*Source passage:*

We’re not ready to buy but we will be looking really hard at Defevers from now on.  This one has active stabilizers which is not my preference.  I wouldn’t mind if we ended up with active stabilizers but they would have to be in addition to passive stabilizers.  I’ve heard too many horror stories about the actives failing or getting bashed up against something.  I think my partner is going to need a stabilized boat and reliable stabilization means passive stabilization as far as I can tell.

We also weren’t wild about the space behind the salon/galley.  There’s a deck area underneath the fly bridge that has about 4’ of headroom.  I think its designed for a couple of chaise lounges but it just looks like wasted space to me.  Other than those quibbles it was a pretty nice boat at a reasonable price.  

So we reached a watershed today – up until today all we had was a list of what we don’t want.  We don’t want wood.  We don’t want anything under 45 feet.  We don’t want a single engine.  But now we have something that we actually do want.  That’s not saying that we will buy a Defever but we’ll make damn sure to look at every one that comes along.

Thursday, March 25, 2010

Hanging out in Anacortes

La Conner actually but nobody has ever heard of La Conner and a few people might recognize Anacortes.

You can almost see the bay through the trees behind the bus.  From inside the bus we can definitely see the tide coming and going.

Yesterday I walked down at low tide to watch a young Indian man digging clams.  We tried digging clams at White Rock when the kids were young but didn’t damage the clam population at all.  Now that I have seen somebody successfully digging them I think maybe I could actually find some myself.  I watched the Mexicans dragging for them in the surf at Las Glorias about 5 years ago but that system requires a little more equipment than I want to haul along with us.  The young fellow yesterday had a garden fork and some pails – that’s about the level of technology I had in mind.

Today the tide was still in when I walked down to the beach.  I’m hoping to encounter my young friend again later today in order to get us some fresh clams but in the interest of not confessing online to committing a felony I’m not going to say any more about that.  (on edit: after three trips to the beach I am still unable to locate my co-conspirator so we are both depressingly in compliance with the fish and game laws and there are no fresh clams for supper tonight)

This morning we drove into La Conner so I could mail Rockaway Beach their mordita.  Marilyn had bought some books on ebay and had them shipped here so we checked on them and sure enough they had arrived.  I had ordered some V-belts from NAPA and they were in as well.  All in all a pretty productive trip and I didn’t even mention the milk we bought.

*Stated exercise A:*
Answer these questions using the blog entry.
(i) What is the smallest boat length the writers are willing to consider?
(ii) What did the young man digging clams have with him?
(iii) What had the writer ordered from NAPA?
*Stated exercise B:* Write out the blog entry from "Hanging out in" to "coming and going.", word for word.

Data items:
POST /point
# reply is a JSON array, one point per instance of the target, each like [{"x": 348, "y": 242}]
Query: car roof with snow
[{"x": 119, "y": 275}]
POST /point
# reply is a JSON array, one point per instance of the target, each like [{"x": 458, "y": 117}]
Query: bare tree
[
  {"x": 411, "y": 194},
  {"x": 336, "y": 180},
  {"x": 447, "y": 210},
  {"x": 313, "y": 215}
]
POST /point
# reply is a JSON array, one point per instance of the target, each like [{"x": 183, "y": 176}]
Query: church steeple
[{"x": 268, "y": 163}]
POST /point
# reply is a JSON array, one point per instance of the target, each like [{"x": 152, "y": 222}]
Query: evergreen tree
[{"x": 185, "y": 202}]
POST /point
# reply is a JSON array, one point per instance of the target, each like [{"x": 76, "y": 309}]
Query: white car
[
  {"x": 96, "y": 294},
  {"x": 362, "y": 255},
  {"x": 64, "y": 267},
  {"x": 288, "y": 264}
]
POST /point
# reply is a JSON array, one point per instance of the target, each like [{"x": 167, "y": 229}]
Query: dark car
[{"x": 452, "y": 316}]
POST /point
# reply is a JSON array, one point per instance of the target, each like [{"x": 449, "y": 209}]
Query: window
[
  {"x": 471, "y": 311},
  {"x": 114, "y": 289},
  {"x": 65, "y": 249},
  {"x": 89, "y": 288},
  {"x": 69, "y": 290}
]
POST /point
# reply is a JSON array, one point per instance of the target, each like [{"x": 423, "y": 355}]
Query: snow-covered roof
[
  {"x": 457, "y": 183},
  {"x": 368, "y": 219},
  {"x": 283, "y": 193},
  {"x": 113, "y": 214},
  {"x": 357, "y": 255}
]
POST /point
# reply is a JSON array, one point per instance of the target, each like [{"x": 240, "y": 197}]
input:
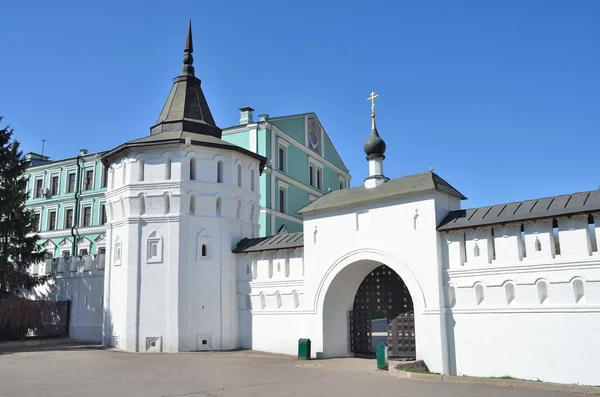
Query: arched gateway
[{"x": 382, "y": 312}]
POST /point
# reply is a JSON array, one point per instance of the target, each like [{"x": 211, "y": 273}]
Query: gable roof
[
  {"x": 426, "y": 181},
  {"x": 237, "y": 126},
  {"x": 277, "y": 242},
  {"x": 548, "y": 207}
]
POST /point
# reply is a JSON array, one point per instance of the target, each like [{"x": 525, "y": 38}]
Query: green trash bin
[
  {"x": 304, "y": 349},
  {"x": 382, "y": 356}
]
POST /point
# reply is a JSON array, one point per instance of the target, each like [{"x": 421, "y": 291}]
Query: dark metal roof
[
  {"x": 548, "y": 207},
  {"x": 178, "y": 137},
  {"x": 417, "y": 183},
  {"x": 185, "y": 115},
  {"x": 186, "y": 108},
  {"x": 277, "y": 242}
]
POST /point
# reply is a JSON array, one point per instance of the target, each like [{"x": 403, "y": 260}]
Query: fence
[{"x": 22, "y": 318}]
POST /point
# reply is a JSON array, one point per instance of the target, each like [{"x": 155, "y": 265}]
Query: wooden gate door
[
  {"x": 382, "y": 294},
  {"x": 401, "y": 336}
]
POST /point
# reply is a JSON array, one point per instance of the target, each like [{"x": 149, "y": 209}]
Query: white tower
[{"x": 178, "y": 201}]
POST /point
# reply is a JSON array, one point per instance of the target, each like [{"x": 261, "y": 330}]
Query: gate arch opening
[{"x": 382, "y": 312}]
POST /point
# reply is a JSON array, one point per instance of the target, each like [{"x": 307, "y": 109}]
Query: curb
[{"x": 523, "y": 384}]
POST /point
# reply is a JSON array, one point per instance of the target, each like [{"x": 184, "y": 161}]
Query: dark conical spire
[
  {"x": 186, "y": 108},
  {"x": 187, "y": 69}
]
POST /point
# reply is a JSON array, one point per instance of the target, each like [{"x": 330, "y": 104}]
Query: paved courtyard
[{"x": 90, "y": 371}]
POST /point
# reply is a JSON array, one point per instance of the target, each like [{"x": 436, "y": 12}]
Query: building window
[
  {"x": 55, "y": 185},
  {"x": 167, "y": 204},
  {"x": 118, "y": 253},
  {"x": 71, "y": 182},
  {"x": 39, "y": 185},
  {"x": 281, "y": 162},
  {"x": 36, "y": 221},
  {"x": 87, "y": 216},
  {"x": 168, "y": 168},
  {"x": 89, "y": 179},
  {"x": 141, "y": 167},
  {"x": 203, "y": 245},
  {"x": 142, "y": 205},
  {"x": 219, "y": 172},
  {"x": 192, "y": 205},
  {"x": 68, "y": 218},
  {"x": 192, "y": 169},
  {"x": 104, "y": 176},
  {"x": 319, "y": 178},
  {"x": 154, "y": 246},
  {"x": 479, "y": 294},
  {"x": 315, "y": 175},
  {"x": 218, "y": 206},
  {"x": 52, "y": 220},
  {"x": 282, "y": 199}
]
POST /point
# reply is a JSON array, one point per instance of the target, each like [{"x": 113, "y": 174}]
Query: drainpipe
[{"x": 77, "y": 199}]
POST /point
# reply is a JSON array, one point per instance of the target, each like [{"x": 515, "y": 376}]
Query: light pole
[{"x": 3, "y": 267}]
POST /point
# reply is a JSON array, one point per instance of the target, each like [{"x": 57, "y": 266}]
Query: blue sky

*Exercise solution A:*
(i) 45 feet
(ii) A garden fork and some pails
(iii) V-belts

*Exercise solution B:*
Hanging out in Anacortes

La Conner actually but nobody has ever heard of La Conner and a few people might recognize Anacortes.

You can almost see the bay through the trees behind the bus.  From inside the bus we can definitely see the tide coming and going.